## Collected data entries

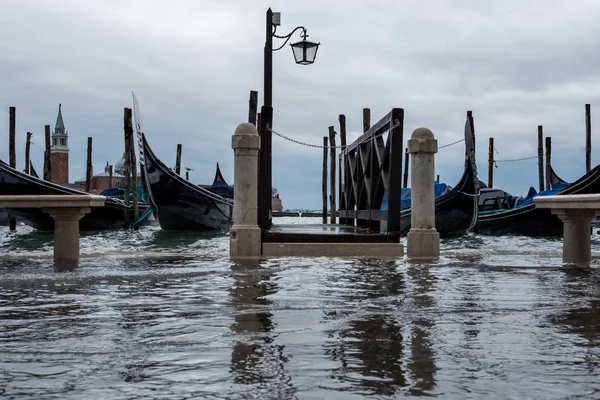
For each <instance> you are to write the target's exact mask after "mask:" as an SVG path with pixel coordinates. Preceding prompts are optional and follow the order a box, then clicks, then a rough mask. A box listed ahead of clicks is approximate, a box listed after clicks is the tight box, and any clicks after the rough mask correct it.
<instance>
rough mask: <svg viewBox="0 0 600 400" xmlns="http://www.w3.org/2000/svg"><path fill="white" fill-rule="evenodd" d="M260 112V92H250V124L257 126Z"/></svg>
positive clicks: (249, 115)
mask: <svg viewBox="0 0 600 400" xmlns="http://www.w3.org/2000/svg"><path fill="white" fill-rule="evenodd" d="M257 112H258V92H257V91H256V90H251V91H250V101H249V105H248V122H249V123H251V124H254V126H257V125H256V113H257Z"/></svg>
---
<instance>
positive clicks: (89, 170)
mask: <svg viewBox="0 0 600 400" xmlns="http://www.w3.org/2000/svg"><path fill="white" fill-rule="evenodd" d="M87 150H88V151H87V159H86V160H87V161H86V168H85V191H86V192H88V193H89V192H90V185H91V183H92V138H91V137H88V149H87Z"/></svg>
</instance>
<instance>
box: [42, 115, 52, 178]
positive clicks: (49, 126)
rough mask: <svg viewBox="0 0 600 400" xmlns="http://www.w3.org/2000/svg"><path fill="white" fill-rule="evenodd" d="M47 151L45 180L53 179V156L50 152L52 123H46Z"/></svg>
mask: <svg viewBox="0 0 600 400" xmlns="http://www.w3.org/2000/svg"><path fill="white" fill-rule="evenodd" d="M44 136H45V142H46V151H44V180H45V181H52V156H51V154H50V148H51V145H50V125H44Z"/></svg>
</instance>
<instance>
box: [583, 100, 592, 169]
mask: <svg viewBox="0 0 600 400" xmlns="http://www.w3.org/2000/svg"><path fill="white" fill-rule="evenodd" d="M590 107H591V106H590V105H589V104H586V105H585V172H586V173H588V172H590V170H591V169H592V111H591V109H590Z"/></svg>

## Assigned task
How many lines in the material above contain the string "viewBox"? Case counts, so give only the number.

## Solution below
6